* ЗАДАНИЕ 1
Ответьте по фрагменту о реформах команды Гайдара на следующие вопросы:
(a) В чьем эфире выступал Е. Ясин?
(b) Из какого города приехал в Брест Тимерен Зинатов?
(c) Какой лозунг в тексте приписывается сторонникам перехода к капитализму?
* ЗАДАНИЕ 2
Напишите продолжение фрагмента о реформах команды Гайдара, начиная сразу после его последнего предложения.

* ФРАГМЕНТ ТЕКСТА
>>>>

Революция отменяется. Третий путь развития - страница 12



Е. Ясин едва ли не рыдал в эфире «Эхо Москвы», оплакивая смерть Е. Гайдара. А я не мог сдержать слез, прочитав в блоге «Эхо» в тот же день вот этот комментарий: «Если бы тогда, в войну, умер от ран, я бы знал: погиб за Родину. А вот теперь – от собачьей жизни. Пусть так и напишут на могиле… Не считайте меня сумасшедшим…» Это строки из предсмертного письма защитника Брестской крепости Тимерена Зинатова. В очередной раз приехав в Брест из родного Усть-Кута, он долго бродил по священным для него улицам города, по пустующей легендарной цитадели, а потом… потом старик бросился под поезд[17]. Так пусть его предсмертная записка станет для всех дерьмократов некрологом!

Приватизация как прихватизация. Чтобы рыночная экономика восторжествовала, совершенно не было никакой необходимости устраивать гиперинфляцию. И когда уже первые результаты показали, что вследствие инфляции катастрофически падает объем ВВП, растет безработица, незагруженные производственные мощности ведут к удорожанию производства продукции и потере конкурентоспособности, можно было остановиться. Но цель команды Гайдара и не состояла в том, чтобы хотя бы на стартовом этапе рыночных реформ не терять потенциала роста народного хозяйства. Наоборот, гиперинфляция со всеми ее разрушительными последствиями по задумке либерастов есть необходимое условие для реализации следующего этапа перехода к капитализму – приватизации, чтобы возвести ее на пьедестал рыночной экономики. Если, по Марксу, коммунизм есть уничтожение частной собственности, то для либерастов, наоборот, капитализм есть ликвидация общественной собственности. Отсюда их лозунг – «Меньше государства!».

<<<<

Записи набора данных
>>>>

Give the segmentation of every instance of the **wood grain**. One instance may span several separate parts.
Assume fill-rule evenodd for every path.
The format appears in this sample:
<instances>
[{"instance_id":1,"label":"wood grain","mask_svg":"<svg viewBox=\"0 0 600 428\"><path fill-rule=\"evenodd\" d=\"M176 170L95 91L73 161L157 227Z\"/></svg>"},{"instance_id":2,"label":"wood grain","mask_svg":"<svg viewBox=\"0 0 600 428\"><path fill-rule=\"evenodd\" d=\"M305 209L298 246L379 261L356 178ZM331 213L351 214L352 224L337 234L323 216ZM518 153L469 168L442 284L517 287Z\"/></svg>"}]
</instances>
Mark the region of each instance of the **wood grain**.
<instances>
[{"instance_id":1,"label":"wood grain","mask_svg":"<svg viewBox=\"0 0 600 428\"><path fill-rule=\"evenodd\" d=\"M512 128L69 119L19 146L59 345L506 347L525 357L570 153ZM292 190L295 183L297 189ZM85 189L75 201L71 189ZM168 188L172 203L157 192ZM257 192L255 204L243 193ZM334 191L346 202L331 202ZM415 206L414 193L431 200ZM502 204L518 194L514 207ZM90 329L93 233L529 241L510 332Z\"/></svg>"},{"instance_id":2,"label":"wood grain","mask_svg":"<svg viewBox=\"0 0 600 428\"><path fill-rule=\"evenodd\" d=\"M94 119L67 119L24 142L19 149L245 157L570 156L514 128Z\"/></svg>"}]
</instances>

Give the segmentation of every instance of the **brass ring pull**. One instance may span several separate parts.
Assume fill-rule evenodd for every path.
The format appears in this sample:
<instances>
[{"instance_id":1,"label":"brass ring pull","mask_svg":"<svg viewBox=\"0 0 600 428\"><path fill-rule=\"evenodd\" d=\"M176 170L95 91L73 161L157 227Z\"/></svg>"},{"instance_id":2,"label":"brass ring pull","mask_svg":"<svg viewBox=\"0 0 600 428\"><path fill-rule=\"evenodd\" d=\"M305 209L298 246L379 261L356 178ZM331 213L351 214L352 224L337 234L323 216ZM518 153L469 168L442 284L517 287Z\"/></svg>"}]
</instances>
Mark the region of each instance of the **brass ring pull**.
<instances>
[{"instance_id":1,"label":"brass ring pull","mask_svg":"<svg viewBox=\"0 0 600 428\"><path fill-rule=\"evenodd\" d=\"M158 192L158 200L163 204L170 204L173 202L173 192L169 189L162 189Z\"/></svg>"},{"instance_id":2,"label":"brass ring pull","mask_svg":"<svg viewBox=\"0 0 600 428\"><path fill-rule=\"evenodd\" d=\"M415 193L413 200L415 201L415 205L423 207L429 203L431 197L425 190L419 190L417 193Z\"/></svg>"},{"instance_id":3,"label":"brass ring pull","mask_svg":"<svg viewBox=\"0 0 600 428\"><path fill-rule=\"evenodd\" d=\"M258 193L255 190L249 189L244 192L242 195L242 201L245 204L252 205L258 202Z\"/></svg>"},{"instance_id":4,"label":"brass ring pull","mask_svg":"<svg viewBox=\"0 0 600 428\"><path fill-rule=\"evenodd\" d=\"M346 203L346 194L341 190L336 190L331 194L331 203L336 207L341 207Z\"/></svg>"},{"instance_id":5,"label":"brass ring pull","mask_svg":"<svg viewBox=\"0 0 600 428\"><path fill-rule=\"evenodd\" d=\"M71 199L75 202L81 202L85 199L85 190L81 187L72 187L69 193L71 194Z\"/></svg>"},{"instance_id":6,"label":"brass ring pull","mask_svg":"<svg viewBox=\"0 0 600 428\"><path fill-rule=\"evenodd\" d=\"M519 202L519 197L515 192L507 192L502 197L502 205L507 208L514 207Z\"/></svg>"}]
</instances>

<<<<

* ОТВЕТ 1
(a) В эфире «Эхо Москвы».
(b) Из Усть-Кута.
(c) «Меньше государства!»

* ОТВЕТ 2
Но если в развитых государствах с рыночной экономикой приватизация осуществляется взвешенно и не торопясь в интересах государства, когда в частные руки передаются в основном убыточные предприятия, то в новокаповской России все делалось наоборот. Посмотрим в деталях, как это делалось и в чьих интересах. Когда в условиях гиперинфляции население лишилось практически всех накоплений, а текущих доходов едва хватало на пропитание, Чубайс разыгрывает блестящий спектакль с ваучерами, вбрасывая в массы идею всеобщей приватизации. Расчет был прост до гениальности, основанный на том, чтобы разом обнищавшее население потеряло ориентиры здравого смысла и потому не обратило внимания на воровской характер передачи народной собственности в руки нужных людей. При этом он убивал сразу двух зайцев – превратив партгосноменклатуру в социальную опору режима и одновременно продемонстрировав легковерным «демократизм и социальную ориентацию» гайдаровских реформ. Но это было наглое вранье, поскольку никто и не собирался реально отдавать в руки граждан активы страны.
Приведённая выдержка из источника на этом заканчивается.